===== RECORDS FOR PROCESSING

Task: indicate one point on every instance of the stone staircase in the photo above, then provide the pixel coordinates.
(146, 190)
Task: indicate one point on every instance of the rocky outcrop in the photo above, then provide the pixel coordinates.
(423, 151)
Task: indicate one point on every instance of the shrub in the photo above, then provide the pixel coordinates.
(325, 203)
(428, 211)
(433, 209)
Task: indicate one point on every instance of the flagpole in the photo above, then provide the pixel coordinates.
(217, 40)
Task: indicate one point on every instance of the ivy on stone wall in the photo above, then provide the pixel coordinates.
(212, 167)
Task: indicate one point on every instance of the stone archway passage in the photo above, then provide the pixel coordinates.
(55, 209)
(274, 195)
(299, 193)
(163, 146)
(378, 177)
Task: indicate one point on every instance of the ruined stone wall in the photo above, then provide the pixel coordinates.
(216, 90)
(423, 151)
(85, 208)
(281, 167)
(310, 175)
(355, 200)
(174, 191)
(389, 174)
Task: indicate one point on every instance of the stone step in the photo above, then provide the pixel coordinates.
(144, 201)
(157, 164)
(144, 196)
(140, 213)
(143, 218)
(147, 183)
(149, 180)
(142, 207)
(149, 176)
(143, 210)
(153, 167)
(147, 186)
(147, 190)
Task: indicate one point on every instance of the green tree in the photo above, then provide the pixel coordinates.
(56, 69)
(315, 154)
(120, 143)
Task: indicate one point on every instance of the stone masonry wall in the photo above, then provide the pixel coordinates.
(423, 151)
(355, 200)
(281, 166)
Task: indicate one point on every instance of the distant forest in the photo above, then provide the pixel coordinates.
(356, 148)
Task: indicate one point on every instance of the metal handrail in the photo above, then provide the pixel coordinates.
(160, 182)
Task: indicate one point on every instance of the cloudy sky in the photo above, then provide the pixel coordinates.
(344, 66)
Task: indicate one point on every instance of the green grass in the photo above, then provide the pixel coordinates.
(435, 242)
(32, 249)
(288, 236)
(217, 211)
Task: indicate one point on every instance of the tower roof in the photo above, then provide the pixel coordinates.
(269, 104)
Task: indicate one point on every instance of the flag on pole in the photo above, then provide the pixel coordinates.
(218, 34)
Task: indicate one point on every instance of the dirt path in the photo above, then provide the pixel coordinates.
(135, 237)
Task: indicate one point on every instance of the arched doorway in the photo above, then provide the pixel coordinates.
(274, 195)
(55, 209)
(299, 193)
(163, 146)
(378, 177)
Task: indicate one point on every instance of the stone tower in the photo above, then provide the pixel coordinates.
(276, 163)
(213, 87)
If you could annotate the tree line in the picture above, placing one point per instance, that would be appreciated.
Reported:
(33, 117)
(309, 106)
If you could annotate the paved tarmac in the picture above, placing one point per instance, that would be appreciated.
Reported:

==========

[TASK TO COMPLETE] Every line above that holds the word "placing" should be copied out.

[ANSWER TO THE PROBLEM]
If you could annotate the tree line in the picture above, placing one point per instance, that would be appreciated.
If you could annotate the paved tarmac in the picture above, placing one point per instance, that would be appreciated.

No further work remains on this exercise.